Position annotation records:
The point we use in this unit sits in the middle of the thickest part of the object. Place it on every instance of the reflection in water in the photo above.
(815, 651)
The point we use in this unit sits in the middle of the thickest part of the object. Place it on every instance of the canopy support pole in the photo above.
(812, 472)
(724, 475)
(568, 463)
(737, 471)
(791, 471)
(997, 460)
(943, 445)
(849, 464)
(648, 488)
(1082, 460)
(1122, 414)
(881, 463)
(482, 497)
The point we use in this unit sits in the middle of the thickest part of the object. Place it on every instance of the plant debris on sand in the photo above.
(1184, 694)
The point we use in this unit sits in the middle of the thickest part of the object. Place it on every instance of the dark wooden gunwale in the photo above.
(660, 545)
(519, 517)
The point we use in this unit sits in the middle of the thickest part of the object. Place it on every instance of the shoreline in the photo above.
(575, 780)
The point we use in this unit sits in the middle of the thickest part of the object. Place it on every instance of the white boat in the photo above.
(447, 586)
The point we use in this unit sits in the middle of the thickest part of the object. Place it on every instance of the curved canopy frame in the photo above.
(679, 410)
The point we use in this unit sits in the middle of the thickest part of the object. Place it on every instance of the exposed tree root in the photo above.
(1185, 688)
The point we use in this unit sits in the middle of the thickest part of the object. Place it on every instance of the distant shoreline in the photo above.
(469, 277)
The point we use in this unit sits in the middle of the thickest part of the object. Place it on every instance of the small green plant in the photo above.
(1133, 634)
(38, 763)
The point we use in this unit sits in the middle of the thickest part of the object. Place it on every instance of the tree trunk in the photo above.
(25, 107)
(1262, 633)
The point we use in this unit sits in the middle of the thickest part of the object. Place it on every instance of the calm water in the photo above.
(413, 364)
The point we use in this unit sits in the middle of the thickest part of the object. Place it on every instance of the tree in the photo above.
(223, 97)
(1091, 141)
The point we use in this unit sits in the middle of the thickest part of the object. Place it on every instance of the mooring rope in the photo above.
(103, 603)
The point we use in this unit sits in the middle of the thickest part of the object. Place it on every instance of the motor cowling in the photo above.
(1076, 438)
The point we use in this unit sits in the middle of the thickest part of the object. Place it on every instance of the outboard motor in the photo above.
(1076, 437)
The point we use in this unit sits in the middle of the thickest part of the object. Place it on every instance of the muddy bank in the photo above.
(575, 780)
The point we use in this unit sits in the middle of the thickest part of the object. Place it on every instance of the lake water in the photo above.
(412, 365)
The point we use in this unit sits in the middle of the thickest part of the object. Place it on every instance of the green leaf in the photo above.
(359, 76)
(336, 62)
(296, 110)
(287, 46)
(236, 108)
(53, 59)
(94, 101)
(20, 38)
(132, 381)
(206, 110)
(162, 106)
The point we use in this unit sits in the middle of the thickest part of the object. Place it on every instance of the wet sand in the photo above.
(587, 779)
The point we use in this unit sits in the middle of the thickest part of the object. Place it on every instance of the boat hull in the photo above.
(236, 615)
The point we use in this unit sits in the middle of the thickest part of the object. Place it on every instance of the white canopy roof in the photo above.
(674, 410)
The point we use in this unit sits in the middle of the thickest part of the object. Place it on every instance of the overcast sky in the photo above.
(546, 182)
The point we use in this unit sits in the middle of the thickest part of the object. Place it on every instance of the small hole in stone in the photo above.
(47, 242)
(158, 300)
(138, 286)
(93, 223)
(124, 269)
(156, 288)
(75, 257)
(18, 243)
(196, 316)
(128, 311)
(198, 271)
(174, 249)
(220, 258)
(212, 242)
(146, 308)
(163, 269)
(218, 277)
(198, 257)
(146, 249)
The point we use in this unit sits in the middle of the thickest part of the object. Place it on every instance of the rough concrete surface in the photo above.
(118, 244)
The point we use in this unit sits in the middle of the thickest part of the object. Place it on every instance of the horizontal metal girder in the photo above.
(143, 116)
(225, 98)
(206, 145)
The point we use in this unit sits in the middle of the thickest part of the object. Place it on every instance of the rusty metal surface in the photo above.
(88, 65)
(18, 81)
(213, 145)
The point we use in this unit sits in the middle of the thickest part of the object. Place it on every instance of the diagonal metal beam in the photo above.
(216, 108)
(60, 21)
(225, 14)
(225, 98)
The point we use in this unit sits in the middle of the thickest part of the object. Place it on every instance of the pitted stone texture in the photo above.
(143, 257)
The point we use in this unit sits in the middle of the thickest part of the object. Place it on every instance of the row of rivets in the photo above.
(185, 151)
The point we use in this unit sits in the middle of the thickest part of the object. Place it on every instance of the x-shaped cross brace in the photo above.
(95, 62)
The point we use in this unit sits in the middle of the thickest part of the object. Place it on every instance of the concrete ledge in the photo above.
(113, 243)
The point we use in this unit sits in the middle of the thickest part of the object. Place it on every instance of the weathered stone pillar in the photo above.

▶ [Written instruction]:
Reproduce all of the material above word for word, keeping every line in its original order.

▶ [Exercise answer]:
The point we use in this unit sits in the middle of the thickest part of the object. Place it on every instance of the reflection in water in the photo above.
(815, 651)
The point we use in this unit sits in the middle of the thickest part of the object. Place it on every instance of the canopy support pole in the photo above.
(812, 472)
(724, 475)
(568, 463)
(737, 471)
(791, 471)
(997, 460)
(943, 445)
(849, 464)
(648, 488)
(1082, 460)
(1122, 414)
(881, 463)
(482, 497)
The point we use in this unit sits in the middle of the thickest part of the object. Place it on every instance of the plant debris on sand in the photo above.
(1184, 694)
The point we use in this unit sits in the middle of the thickest part of the object. Place it on every instance of the dark wooden gunwale in the photo above.
(660, 545)
(519, 517)
The point we use in this unit sits in the middle of the thickest part of the object. Place it on every instance of the shoreline in the photo above.
(575, 780)
The point we use in this unit sits in the middle of the thickest part of the object. Place it on every instance of the white boat in the photo above.
(447, 586)
The point we use in this unit sits in the middle of the thickest part of the object. Place it on every instance of the curved canopy frame in the photo above.
(679, 410)
The point we use in this unit sits in the middle of the thickest part of the object. Place it on every instance of the exposed tree root in the photo above.
(1185, 688)
The point we use in this unit sits in the middle of the thickest part of the object. Place it on every instance of the distant shoreline in the photo above.
(469, 277)
The point we use in this unit sits in the middle of the thickest part of the object. Place it on every instance of the small green plant in the photo above.
(1133, 634)
(38, 763)
The point we use in this unit sits in the middle of the thickest part of the object. Place it on every instance of the tree trunk in the photo above.
(25, 107)
(1262, 633)
The point we use in this unit sits in the middle of the thickest part of the object. Place it on every instance of the calm water in the photo above.
(413, 364)
The point we use in this unit sits in the middle of the thickest part of the object. Place it on every instance of the tree in the photo above.
(223, 97)
(1091, 141)
The point we use in this unit sits in the middle of the thickest part of the object. Place it on every instance of the mooring rope in the photo above.
(103, 603)
The point we use in this unit sits in the middle of the thickest part of the object. Place it on every instance of the motor cowling in the photo above.
(1076, 438)
The point we use in this unit sits in the middle of the thickest part of the object. Place it on every instance of the outboard motor in the photo above.
(1076, 437)
The point we use in this unit sits in the middle of the thickest part of the object. Place it on every instance of the muddy bank in the photo above.
(575, 780)
The point we use in this unit sits in the middle of the thickest part of the object. Place it on every instance of the lake water in the photo above.
(412, 365)
The point we use in this unit sits in the middle of the thickest part of the object. Place it on every instance of the green leaf in the photo above.
(359, 76)
(336, 62)
(296, 110)
(287, 46)
(236, 108)
(53, 59)
(94, 101)
(20, 38)
(132, 381)
(206, 110)
(162, 106)
The point we use in this unit sits in the middle of the thickest part of the object. Place it on every instance of the wet sand in the photo above.
(587, 779)
The point we use in this unit sits in the middle of the thickest part of the object. Place it on every instance of the boat hull in the photo above.
(236, 615)
The point we use in this unit sits in the middle of the thickest part of the object. Place it on every instance of the white canopy roof in the photo above.
(674, 410)
The point we use in this unit sits in the middle of the thickest part of the object. Place it on every instance of the overcast sky in the photo above.
(546, 182)
The point we use in this unit sits in the middle of the thickest part of the object. Place it on every instance of the small hole in stone in the photo above.
(47, 242)
(158, 300)
(138, 286)
(93, 223)
(124, 269)
(156, 288)
(75, 257)
(18, 243)
(196, 316)
(128, 311)
(198, 271)
(174, 249)
(220, 258)
(212, 242)
(146, 308)
(163, 269)
(218, 277)
(198, 257)
(146, 249)
The point we use in this unit sits in the middle of the thickest part of the object. Place it on every instance of the rough concrete surface in the photo above.
(118, 244)
The point we use in this unit sits in the middle of the thickest part of the object. Place it on every instance of the horizontal metal girder in the photo above.
(143, 116)
(225, 98)
(206, 145)
The point we use in this unit sits in the middle of the thickest part of the object. Place it on every instance of the rusty metal surface in the photo above.
(88, 65)
(18, 81)
(213, 145)
The point we use in this unit sits in the middle of the thickest part of the object. Place it on every instance of the diagonal metal beam in the photo above.
(216, 108)
(60, 21)
(225, 14)
(225, 98)
The point we use in this unit sits in the middle of the thickest part of the object. Place it on every instance of the pitted stone texture in the photo above.
(143, 257)
The point we use in this unit sits in the middle of the thickest part of the object. Place it on every instance of the row of rivets in the photo above.
(185, 151)
The point we use in this unit sits in the middle of the thickest part of the object. Place it on every instance of the x-shaped cross brace in the photo above.
(95, 62)
The point we use in this unit sits in the middle of the thickest part of the object. Place it on every instance of the concrete ledge in the photo above.
(113, 243)
The point we use in this unit sits in the middle of the thickest part of the object. Place it on every instance of the weathered stone pillar in the photo above.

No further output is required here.